• 주어진 지시 1
아래 문장 생성 구현 코드에서 "sampled = np.random.choice(len(p), size=1, p=p)" 부분과 "word_ids.append(int(x))" 부분 사이의 내용을 양 끝을 포함하여 그대로 인용하십시오.

• 텍스트 블록
■ ■ ■ ■ ■
### 문장생성 구현

In [48]:
import numpy as np
a = np.array([1,2,3,4,5,6,7,8,9,10])
p = np.array([0.6,0.1,0.2,0.1,0,0,0,0,0,0])
sampled = np.random.choice(len(a), size=1, p=p)
# sampled = np.array(np.argmax(p)).reshape(1)
print(a[sampled])

[2]


In [125]:
# coding: utf-8
import sys
sys.path.append('..')
import numpy as np
from common.functions import softmax
from ch06.rnnlm import Rnnlm
from ch06.better_rnnlm import BetterRnnlm

class MyRnnlmGen(Rnnlm):
    def generate(self, start_id, skip_ids=None, sample_size=100):
        word_ids = [start_id]

        x = start_id
        while len(word_ids) < sample_size:
            x = np.array(x).reshape(1, 1)
            score = self.predict(x)
#             print('score.shape=', score.shape)  # (1,1,10000)
#             print('score=', score)
            
            
            
            p = softmax(score.flatten())        # (10000,)
#             print('p=',p)
#             print('len(p)=', len(p))
#             print('np.argmax(p)=', np.argmax(p))
#             print('np.max(p)=', np.max(p))
#             print(id_to_word[np.argmax(p)])
#             break
            

            sampled = np.random.choice(len(p), size=1, p=p)
#             sampled = np.array(np.argmax(p)).reshape(1)
#             print('sampled=',sampled)
#             print(id_to_word[sampled[0]])
#             break
            
        
            if (skip_ids is None) or (sampled not in skip_ids):
                x = sampled
                word_ids.append(int(x))
#             print(word_ids)
        return word_ids

    def get_state(self):
        return self.lstm_layer.h, self.lstm_layer.c

    def set_state(self, state):
        self.lstm_layer.set_state(*state)
■ ■ ■ ■ ■
• 주어진 지시 2
아래 제공된 행들에서 "Task: put a dot on each instance of the girl's striped" 부분을 포함한 줄과 "(641, 1097)" 부분을 포함한 줄 사이의 줄들을 양 끝 줄까지 포함하여 JSON 문자열 목록으로 변환하십시오. 각 줄을 하나의 문자열로 하고, 빈 줄은 제외하십시오.
■ ■ ■ ■ ■
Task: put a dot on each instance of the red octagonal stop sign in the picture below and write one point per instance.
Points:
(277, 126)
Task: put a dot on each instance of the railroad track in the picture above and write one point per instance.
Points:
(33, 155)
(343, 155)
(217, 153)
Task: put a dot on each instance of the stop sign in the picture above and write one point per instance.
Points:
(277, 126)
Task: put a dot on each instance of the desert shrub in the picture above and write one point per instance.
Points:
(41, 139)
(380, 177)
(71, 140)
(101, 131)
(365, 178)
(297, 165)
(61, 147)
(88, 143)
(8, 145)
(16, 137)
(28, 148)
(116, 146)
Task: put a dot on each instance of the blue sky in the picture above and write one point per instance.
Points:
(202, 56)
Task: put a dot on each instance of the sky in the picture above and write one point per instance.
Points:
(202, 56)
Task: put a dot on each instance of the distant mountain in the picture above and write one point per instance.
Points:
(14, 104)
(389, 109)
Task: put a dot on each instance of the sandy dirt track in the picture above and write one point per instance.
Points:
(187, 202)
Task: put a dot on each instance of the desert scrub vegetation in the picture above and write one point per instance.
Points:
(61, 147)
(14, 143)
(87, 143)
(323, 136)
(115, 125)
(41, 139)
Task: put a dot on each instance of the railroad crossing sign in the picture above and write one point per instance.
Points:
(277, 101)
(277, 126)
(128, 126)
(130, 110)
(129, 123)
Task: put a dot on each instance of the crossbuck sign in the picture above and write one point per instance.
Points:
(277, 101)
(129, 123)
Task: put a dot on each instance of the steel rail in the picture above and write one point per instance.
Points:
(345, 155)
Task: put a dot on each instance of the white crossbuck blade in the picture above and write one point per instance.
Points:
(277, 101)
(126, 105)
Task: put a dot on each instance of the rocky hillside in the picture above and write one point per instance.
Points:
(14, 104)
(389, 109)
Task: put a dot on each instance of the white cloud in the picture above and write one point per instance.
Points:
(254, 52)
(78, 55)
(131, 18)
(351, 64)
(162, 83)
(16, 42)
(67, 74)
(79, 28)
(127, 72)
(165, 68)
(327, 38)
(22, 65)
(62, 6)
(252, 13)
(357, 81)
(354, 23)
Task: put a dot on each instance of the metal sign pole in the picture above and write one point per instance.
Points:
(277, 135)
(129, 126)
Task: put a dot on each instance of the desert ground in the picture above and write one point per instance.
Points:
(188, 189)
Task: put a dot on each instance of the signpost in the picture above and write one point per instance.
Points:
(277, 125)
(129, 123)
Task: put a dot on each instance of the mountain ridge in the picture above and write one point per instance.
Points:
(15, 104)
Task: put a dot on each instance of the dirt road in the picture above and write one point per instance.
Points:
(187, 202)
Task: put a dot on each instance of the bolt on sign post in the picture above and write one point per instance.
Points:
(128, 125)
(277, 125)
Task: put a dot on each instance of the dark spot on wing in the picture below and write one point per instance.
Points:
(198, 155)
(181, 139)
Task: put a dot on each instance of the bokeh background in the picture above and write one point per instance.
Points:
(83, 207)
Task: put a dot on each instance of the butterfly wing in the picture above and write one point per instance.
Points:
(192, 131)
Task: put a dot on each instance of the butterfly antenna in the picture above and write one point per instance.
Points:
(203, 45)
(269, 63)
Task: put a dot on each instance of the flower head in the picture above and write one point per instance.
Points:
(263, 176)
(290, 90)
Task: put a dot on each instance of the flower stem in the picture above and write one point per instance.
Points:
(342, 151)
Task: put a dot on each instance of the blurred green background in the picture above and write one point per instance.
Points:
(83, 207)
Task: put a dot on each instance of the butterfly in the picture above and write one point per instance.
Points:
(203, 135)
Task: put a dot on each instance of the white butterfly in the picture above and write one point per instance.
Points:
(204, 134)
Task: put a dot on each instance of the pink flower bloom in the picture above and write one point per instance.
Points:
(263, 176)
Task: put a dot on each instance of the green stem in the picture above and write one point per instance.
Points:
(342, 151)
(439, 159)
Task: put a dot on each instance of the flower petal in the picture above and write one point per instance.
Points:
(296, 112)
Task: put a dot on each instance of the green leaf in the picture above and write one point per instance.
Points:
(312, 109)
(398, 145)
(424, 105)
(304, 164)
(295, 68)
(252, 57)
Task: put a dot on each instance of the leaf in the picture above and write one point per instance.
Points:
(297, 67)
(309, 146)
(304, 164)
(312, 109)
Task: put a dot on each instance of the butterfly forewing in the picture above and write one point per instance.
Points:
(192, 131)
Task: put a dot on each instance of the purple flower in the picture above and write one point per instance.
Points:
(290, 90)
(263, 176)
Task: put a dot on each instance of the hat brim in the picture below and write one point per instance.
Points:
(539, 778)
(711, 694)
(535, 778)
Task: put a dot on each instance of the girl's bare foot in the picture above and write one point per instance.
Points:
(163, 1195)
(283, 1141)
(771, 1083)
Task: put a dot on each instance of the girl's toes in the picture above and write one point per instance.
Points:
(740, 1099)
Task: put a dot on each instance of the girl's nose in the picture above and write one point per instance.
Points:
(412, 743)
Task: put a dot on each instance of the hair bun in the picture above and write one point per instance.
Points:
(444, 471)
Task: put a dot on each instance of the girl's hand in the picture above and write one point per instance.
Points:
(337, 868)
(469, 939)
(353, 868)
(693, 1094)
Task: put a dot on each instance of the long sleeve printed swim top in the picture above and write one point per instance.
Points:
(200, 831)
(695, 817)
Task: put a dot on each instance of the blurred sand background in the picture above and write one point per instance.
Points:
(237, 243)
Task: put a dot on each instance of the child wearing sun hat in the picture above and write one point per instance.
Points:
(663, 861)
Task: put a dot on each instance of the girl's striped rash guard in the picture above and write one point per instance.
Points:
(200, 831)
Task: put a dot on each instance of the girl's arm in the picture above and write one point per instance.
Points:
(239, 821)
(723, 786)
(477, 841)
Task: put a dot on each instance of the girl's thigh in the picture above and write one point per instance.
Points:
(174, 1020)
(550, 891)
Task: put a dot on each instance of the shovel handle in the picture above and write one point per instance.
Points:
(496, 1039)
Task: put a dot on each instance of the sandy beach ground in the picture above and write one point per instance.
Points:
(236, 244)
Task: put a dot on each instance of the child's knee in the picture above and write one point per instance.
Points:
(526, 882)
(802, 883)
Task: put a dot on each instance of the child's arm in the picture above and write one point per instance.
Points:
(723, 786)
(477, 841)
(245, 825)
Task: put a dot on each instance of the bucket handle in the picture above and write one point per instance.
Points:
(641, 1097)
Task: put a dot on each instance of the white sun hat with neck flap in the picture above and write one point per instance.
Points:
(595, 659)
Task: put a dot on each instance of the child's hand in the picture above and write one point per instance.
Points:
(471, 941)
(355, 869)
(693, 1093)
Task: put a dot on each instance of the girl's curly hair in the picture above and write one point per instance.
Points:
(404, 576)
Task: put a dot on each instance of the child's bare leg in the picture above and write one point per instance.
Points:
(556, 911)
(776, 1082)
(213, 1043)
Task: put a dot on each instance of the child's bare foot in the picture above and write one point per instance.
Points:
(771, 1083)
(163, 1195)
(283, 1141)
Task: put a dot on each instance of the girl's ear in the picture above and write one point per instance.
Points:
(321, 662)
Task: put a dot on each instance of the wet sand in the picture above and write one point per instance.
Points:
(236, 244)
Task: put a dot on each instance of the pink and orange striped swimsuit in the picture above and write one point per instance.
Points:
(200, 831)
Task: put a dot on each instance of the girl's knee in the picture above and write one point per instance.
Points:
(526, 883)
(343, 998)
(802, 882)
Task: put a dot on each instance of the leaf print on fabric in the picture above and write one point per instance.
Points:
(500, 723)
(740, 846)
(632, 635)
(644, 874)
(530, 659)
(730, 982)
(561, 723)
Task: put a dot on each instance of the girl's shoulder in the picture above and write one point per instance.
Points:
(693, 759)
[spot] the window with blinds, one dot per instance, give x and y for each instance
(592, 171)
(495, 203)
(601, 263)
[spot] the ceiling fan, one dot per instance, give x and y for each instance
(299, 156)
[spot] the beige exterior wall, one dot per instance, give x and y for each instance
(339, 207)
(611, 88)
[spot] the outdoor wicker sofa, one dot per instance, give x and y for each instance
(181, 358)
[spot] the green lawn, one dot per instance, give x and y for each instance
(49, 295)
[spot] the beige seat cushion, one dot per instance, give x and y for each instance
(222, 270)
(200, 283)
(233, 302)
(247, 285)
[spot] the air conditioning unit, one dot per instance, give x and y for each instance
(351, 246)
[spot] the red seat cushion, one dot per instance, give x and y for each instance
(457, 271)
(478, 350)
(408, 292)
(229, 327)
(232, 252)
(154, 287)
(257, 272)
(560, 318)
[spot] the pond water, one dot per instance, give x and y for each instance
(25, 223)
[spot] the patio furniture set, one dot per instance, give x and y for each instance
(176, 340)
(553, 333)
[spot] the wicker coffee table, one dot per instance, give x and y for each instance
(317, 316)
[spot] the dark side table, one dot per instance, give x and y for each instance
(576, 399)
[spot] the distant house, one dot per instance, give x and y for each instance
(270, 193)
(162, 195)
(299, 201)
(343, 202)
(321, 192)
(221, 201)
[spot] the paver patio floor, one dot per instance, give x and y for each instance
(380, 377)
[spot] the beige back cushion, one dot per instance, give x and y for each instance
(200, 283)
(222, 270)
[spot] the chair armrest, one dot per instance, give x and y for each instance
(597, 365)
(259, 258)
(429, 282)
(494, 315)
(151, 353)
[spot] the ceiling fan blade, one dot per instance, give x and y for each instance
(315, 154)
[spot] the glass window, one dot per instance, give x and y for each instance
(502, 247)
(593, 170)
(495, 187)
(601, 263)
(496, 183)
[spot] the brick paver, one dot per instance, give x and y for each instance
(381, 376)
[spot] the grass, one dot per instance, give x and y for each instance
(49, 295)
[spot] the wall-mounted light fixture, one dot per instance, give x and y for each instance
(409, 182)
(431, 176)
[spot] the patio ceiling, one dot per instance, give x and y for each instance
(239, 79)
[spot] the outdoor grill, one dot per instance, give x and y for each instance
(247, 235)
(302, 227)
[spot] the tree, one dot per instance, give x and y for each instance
■ ■ ■ ■ ■
• 작업 결과 1
sampled = np.random.choice(len(p), size=1, p=p)
#             sampled = np.array(np.argmax(p)).reshape(1)
#             print('sampled=',sampled)
#             print(id_to_word[sampled[0]])
#             break
            
        
            if (skip_ids is None) or (sampled not in skip_ids):
                x = sampled
                word_ids.append(int(x))

• 작업 결과 2
[
  "Task: put a dot on each instance of the girl's striped rash guard in the picture above and write one point per instance.",
  "Points:",
  "(200, 831)",
  "Task: put a dot on each instance of the girl's arm in the picture above and write one point per instance.",
  "Points:",
  "(239, 821)",
  "(723, 786)",
  "(477, 841)",
  "Task: put a dot on each instance of the girl's thigh in the picture above and write one point per instance.",
  "Points:",
  "(174, 1020)",
  "(550, 891)",
  "Task: put a dot on each instance of the shovel handle in the picture above and write one point per instance.",
  "Points:",
  "(496, 1039)",
  "Task: put a dot on each instance of the sandy beach ground in the picture above and write one point per instance.",
  "Points:",
  "(236, 244)",
  "Task: put a dot on each instance of the child's knee in the picture above and write one point per instance.",
  "Points:",
  "(526, 882)",
  "(802, 883)",
  "Task: put a dot on each instance of the child's arm in the picture above and write one point per instance.",
  "Points:",
  "(723, 786)",
  "(477, 841)",
  "(245, 825)",
  "Task: put a dot on each instance of the bucket handle in the picture above and write one point per instance.",
  "Points:",
  "(641, 1097)"
]